(Records from a data collection)
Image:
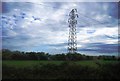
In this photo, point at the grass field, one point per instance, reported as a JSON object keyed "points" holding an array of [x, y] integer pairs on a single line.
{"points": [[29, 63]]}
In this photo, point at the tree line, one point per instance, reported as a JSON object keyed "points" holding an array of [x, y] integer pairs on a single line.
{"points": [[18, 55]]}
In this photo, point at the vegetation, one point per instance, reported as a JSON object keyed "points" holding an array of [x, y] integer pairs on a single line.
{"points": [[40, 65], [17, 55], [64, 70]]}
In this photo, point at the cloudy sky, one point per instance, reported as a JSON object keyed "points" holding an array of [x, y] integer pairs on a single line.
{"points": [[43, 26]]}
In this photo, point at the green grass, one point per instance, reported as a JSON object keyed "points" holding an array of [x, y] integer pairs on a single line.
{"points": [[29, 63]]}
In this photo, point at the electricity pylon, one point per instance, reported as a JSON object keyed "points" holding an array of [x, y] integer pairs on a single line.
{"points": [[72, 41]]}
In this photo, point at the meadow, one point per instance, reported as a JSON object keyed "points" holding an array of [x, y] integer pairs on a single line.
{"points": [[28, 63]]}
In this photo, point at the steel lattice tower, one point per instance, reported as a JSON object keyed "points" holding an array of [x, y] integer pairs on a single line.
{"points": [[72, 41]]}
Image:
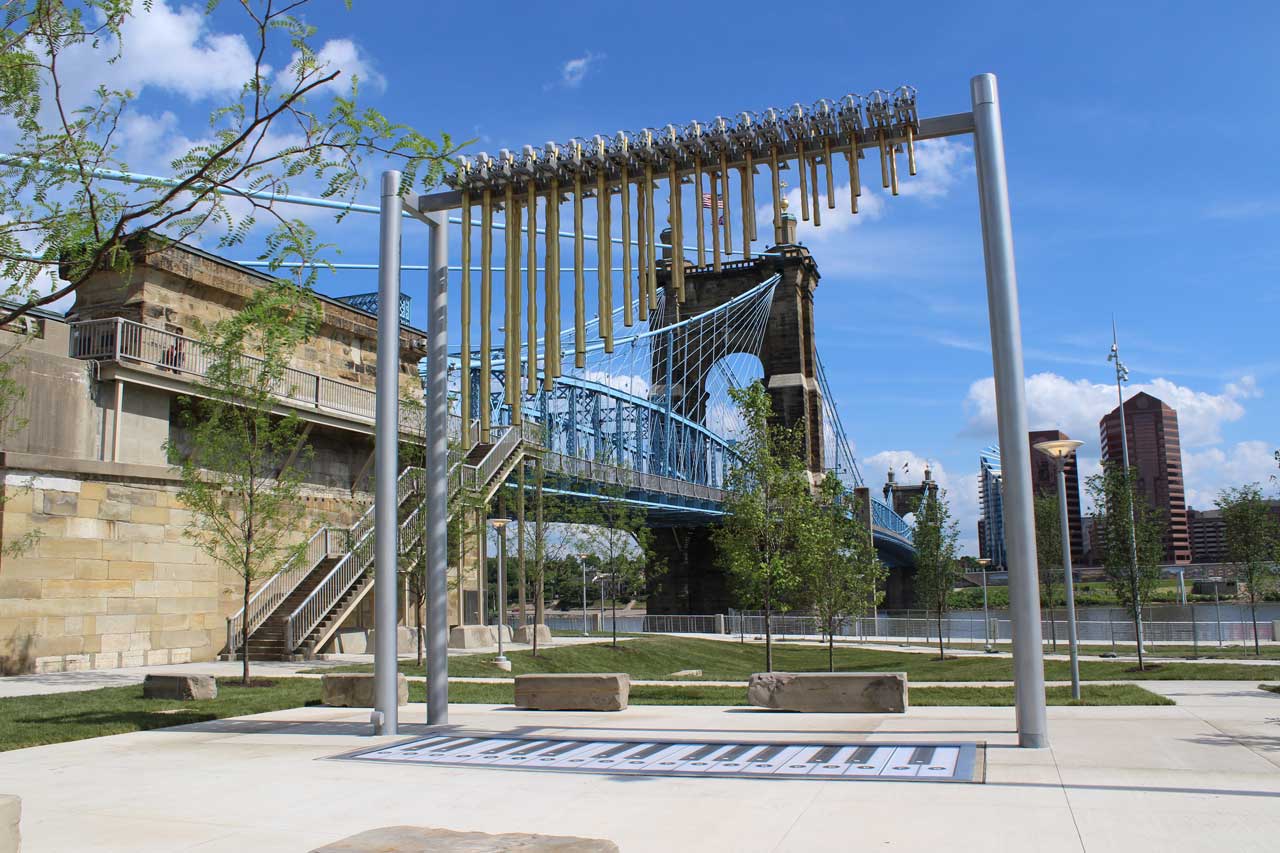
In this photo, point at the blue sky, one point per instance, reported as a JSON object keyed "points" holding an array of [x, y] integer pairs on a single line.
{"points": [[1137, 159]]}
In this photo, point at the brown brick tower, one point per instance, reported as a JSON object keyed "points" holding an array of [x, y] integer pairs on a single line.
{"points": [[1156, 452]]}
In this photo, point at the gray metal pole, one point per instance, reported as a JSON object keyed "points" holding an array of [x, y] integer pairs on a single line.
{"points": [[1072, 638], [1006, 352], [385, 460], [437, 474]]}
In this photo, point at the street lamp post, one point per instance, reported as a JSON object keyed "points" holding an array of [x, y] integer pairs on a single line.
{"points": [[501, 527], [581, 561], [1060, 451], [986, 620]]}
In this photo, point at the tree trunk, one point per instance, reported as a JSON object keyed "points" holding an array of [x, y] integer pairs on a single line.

** YOUR INSTRUCTIONS **
Your reply should be the entries copied exactly, with all images omitted.

** ANSWER FOR THIS EXERCISE **
Image:
In this photo, point at the grass field, one point per instance, reported as a JSON object keyed "points" holding an array of [x, y] integer pairs on a single line.
{"points": [[29, 63]]}
In this photo, point at the tree line, one point per instance, reported as a JSON object keyed "points" holding an array of [x, y] integer pairs on a single line.
{"points": [[18, 55]]}
In this photo, point at the vegetation, one point per instance, reported as a JSON object keyed "points" holding an array of [x, y] integer pairs on a single line.
{"points": [[40, 65], [17, 55], [64, 70]]}
In this photo, point at the cloudy sky, one point per instance, reported as a JSON object keyed "points" holding an array of [x, y] integer pairs on a single line.
{"points": [[43, 26]]}
In this photo, point at the green grass, one point per instance, reported as a JSON object keyed "points" holding an array of [x, y] integer pairs on a single line.
{"points": [[29, 63]]}
In this photo, point at the electricity pylon, one point per instance, reported as a JSON object keyed "points" holding an array of [x, y] integer pairs on a single line.
{"points": [[72, 41]]}
In this photo, point at the meadow, one point per instance, reported as a JSON object keyed "points" holding an array of [x, y] integer pairs on a single line.
{"points": [[28, 63]]}
In this photo, point at the steel lattice tower, one point per instance, reported as a JSON object keyed "points" holding an array of [x, y] integer pairs on a single line.
{"points": [[72, 41]]}
Image:
In this photo, point at the blue sky, one point per instance, reported as a JSON object keyed "points" holding an array of [x, y] integer pairs on a single line.
{"points": [[1137, 159]]}
In this photo, point at the brown brick tower, one point per instance, reported as a JSON object keyed "points" holding an array of [x, y] integer pairs on a single line.
{"points": [[1156, 452]]}
In this photo, point at the gray metal pole, one point per instance, reported as a JSON object keyed "points" holding an array of [x, y] integer pairs on a single line.
{"points": [[1072, 638], [1006, 352], [385, 460], [437, 474]]}
In this photo, point at the street lamp post, one point per instance, reported as a JSON object keyed "points" holding an array of [x, y] integer pairs on a single line.
{"points": [[501, 527], [581, 561], [1060, 451], [986, 620]]}
In this photo, point at the tree trunk, one point per instance, reported as a JSON object keyed "points" holding an array of [x, y] integer pairs on a single line.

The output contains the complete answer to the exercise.